**TO DO:**
Every entry in the listing below has to be given again exactly.

**RECORDED INFORMATION:**
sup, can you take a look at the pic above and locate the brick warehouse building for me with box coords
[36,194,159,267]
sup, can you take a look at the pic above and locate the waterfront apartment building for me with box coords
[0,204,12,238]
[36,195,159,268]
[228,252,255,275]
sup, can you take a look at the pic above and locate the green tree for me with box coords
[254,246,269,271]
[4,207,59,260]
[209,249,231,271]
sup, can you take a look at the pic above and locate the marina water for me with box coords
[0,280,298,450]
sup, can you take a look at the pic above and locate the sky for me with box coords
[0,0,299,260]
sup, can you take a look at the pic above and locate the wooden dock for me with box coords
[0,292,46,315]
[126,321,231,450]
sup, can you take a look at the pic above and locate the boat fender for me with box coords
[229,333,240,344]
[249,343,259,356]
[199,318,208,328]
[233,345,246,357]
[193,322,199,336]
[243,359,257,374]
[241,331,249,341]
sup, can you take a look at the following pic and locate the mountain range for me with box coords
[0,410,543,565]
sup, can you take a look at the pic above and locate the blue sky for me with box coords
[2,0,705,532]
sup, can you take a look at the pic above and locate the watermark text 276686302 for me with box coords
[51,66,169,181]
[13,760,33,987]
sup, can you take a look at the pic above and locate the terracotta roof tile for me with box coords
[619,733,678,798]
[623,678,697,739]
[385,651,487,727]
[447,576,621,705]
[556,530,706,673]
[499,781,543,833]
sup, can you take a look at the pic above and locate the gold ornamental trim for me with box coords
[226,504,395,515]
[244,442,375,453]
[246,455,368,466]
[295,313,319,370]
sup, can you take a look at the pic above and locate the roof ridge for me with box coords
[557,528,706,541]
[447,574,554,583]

**ANSWER SECTION:**
sup, can you take a look at the pic above and locate the brick warehouse building for me with box coords
[36,194,159,267]
sup, can you take a look at the pic above and locate the waterfront apartment building for me with box coords
[0,204,12,238]
[36,195,159,268]
[228,252,255,275]
sup, can you take a look at the pic above and locate the green tree for me with box coords
[254,246,269,271]
[4,207,59,260]
[209,249,231,271]
sup, can you take a look at the pic above and locate the marina water for me with box coords
[0,280,298,450]
sup, can you take a look at the pic above and locate the sky for me with box coords
[0,0,299,260]
sup, can you take a look at the pic above and locate the wooden dock for me with box coords
[0,292,46,315]
[126,321,231,450]
sup, can you take a look at the pic above and locate the boat fender for me with box coords
[229,333,240,344]
[249,343,259,356]
[199,318,208,328]
[233,345,246,357]
[193,322,199,336]
[243,359,257,374]
[241,331,249,341]
sup, can you take a look at the following pic and locate the mountain range for me with box coords
[0,410,543,565]
sup, can you take a look at the pic above and locate the blue sky for me with box coords
[2,0,705,532]
sup, can you take a look at the pic above and locate the watermark text 276686302 for me with box coords
[51,66,169,181]
[13,760,33,987]
sup, can you take a look at the pic above and locate the terracotta roof tile for me with box coords
[619,733,678,798]
[623,678,697,739]
[385,651,487,727]
[447,576,621,705]
[556,530,706,673]
[499,781,543,833]
sup, can you take a look at the pic above and locate the gold ornamental trim for me with box coords
[226,504,395,515]
[244,442,375,453]
[246,455,368,466]
[295,313,319,370]
sup, can you take a look at the pic above and locate the roof ridge for me with box coords
[557,528,706,541]
[447,574,554,583]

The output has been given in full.